╭─ EXTRACTED TEXT

Following Tau Ceti's Petrova line, Grace and Rocky find that the planet Tau Ceti e, which they name 'Adrian' after Rocky's mate and Adrian Balboa, holds an organism which preys on Astrophage, so controlling its population. After learning that Grace cannot return home, Rocky offers enough Astrophage to refuel Hail Mary. Shortly after gathering the organism from the upper atmosphere of Adrian, a fuel leak causes the Hail Mary to spin uncontrollably, which results in Grace being slammed into a control bank and being knocked out. 

Rocky breaks his spacesuit, saves Grace, and is able to bring the ship back under control by stabilising the ships gyroscopes at the touch of a button, but is severely injured in the process. With Rocky in a state of hibernation to recover, and Grace maintaining a watchful eye on his alien colleague, he finds a way to breed the Astrophage-consuming organism, which he calls 'Taumoeba' (an amoeba from the planet Tau). Rocky revives, and he and Grace part as friends, to return to their own solar systems, and home planets.

╰─
╭─ RECORDS PROVIDED

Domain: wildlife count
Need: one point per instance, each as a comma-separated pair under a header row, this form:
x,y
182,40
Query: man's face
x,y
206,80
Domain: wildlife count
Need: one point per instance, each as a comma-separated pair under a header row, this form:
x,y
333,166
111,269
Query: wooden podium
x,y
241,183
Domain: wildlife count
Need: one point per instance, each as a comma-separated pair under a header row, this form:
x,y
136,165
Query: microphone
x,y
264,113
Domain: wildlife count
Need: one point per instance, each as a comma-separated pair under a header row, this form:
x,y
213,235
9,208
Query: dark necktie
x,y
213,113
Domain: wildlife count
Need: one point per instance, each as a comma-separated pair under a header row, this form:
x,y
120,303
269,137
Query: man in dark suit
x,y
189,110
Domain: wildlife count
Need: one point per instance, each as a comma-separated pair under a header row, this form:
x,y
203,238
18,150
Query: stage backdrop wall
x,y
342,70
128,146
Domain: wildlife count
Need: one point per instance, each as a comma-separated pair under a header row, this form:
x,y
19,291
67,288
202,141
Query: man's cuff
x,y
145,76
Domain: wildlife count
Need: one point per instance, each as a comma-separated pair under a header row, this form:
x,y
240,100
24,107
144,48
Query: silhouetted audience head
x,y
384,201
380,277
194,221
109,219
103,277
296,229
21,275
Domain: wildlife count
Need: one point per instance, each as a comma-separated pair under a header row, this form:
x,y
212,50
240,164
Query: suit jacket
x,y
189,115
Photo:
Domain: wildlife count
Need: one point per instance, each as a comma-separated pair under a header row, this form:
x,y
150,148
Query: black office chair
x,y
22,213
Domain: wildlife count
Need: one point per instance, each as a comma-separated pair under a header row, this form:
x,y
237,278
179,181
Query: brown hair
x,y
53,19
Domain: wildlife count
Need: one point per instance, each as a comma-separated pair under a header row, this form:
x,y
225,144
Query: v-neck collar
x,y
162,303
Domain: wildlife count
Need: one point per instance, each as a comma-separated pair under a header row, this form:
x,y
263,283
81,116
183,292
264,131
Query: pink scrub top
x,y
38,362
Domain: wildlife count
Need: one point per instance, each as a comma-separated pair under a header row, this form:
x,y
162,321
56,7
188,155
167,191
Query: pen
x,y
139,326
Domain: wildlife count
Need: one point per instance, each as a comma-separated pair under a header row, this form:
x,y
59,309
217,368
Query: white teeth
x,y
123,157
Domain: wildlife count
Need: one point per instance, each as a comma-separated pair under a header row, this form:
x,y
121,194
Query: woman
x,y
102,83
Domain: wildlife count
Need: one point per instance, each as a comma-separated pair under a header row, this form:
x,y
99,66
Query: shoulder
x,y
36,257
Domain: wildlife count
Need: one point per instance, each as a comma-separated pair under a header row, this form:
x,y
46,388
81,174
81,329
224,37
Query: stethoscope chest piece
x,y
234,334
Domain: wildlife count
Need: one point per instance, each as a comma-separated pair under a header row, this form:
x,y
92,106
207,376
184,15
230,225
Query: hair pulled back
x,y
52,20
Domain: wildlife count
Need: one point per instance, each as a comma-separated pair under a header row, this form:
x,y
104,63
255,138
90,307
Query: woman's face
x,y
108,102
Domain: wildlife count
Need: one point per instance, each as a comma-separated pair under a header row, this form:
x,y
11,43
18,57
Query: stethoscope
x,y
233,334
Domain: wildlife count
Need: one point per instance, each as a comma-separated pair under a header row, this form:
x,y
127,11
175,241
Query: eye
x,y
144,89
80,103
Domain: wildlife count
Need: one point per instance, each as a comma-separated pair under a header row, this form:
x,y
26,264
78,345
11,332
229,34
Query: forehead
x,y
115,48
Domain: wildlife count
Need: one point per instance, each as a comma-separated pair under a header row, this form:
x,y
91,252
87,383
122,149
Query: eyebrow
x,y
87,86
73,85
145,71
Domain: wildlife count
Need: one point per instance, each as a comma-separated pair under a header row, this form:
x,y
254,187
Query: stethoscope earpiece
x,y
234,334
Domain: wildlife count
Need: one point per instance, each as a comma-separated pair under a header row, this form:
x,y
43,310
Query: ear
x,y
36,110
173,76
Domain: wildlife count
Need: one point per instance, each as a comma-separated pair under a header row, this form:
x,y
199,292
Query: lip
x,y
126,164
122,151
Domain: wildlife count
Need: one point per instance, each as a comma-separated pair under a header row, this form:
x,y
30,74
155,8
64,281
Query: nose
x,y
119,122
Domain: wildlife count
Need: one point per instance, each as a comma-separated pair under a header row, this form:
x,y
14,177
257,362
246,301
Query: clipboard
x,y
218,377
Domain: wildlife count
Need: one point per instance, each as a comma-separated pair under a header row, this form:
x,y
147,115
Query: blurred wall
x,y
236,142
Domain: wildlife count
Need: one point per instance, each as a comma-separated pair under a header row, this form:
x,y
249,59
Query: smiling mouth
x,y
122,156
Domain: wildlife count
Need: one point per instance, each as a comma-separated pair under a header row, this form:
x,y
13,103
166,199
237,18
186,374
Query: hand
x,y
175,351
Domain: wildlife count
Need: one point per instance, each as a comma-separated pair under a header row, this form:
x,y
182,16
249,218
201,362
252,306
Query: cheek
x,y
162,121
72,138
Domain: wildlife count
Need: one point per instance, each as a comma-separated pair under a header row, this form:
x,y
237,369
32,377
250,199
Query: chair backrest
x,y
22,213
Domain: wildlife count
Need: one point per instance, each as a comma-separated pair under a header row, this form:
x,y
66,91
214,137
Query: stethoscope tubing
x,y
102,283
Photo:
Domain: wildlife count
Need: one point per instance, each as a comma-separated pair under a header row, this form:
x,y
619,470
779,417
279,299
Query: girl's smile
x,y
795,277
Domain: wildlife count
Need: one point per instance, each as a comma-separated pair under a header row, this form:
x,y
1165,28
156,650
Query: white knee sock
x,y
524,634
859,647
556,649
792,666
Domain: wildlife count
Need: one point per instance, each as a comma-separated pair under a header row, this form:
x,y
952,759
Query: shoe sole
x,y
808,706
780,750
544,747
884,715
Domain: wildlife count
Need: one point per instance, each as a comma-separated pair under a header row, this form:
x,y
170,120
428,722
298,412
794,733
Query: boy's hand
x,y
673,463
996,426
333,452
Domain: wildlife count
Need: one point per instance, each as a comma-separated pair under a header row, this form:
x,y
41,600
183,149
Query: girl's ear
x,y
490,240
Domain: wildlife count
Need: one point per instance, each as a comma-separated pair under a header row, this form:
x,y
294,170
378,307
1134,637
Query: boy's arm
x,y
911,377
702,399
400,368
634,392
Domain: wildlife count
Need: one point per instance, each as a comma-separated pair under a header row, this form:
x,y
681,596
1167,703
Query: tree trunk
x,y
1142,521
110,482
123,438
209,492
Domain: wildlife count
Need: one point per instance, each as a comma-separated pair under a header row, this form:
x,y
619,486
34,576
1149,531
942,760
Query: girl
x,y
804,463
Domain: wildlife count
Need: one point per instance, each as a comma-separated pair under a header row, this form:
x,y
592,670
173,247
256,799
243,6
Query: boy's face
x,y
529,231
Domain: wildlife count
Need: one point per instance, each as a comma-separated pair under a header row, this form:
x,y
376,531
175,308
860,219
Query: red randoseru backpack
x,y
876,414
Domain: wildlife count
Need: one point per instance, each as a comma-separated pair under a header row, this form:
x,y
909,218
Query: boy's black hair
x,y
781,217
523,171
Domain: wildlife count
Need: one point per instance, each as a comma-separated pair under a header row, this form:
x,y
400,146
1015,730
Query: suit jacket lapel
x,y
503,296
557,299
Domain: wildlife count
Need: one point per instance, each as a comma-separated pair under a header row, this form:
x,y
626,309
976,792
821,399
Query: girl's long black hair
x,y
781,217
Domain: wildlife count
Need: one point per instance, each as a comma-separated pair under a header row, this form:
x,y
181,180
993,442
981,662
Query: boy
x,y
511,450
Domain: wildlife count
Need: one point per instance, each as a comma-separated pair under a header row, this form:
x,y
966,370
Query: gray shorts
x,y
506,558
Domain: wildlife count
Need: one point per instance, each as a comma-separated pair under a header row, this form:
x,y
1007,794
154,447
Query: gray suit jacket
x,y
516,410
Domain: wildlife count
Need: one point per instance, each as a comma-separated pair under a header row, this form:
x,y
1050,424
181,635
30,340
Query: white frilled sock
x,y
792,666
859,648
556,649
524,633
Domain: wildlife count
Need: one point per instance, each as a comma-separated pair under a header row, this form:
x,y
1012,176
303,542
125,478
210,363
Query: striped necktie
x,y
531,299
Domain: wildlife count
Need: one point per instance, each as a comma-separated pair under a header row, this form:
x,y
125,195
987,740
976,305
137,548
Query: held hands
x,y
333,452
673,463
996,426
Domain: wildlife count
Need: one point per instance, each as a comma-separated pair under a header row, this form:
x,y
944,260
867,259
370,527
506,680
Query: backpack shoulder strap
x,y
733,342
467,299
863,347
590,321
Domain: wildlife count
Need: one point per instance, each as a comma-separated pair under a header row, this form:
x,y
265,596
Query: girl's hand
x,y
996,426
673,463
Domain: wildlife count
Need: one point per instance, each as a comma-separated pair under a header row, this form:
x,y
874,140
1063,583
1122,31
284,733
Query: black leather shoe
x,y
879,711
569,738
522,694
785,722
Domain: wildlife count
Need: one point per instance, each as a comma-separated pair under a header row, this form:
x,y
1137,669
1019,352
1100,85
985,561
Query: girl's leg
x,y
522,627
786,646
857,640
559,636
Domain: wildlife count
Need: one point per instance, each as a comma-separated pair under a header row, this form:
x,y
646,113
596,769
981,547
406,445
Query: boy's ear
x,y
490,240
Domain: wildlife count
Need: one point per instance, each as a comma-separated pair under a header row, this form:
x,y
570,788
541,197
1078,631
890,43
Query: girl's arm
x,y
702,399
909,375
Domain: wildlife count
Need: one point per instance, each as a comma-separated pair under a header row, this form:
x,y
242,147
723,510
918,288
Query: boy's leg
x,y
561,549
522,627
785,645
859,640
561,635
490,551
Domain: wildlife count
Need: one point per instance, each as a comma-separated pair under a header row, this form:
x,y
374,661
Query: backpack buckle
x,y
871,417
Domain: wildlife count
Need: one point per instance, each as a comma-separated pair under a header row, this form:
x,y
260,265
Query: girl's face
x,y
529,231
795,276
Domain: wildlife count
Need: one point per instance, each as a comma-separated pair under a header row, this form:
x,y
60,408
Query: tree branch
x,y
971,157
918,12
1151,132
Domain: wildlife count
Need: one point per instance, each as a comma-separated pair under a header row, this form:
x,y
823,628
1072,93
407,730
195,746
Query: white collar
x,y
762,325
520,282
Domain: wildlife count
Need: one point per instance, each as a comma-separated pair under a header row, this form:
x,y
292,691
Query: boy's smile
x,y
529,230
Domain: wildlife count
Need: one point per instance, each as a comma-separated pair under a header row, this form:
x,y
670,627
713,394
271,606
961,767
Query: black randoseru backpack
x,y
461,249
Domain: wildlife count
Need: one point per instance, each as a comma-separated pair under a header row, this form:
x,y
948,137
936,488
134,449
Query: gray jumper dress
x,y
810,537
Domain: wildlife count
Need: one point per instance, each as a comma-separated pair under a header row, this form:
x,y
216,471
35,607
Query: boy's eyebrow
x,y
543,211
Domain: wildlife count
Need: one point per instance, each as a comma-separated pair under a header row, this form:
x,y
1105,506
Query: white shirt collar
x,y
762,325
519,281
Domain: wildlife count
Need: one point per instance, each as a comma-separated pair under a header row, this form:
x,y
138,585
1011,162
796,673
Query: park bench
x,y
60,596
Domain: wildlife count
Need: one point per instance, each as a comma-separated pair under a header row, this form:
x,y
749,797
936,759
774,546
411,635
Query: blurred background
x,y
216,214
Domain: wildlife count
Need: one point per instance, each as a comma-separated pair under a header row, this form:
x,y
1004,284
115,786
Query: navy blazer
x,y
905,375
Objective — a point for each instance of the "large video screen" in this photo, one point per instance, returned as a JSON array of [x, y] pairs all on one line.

╰─

**EXERCISE OBJECTIVE:** Transcribe the entire text about Grace and Rocky word for word. Rely only on the text about Grace and Rocky for this work.

**SOLUTION TO THE EXERCISE:**
Following Tau Ceti's Petrova line, Grace and Rocky find that the planet Tau Ceti e, which they name 'Adrian' after Rocky's mate and Adrian Balboa, holds an organism which preys on Astrophage, so controlling its population. After learning that Grace cannot return home, Rocky offers enough Astrophage to refuel Hail Mary. Shortly after gathering the organism from the upper atmosphere of Adrian, a fuel leak causes the Hail Mary to spin uncontrollably, which results in Grace being slammed into a control bank and being knocked out. 

Rocky breaks his spacesuit, saves Grace, and is able to bring the ship back under control by stabilising the ships gyroscopes at the touch of a button, but is severely injured in the process. With Rocky in a state of hibernation to recover, and Grace maintaining a watchful eye on his alien colleague, he finds a way to breed the Astrophage-consuming organism, which he calls 'Taumoeba' (an amoeba from the planet Tau). Rocky revives, and he and Grace part as friends, to return to their own solar systems, and home planets.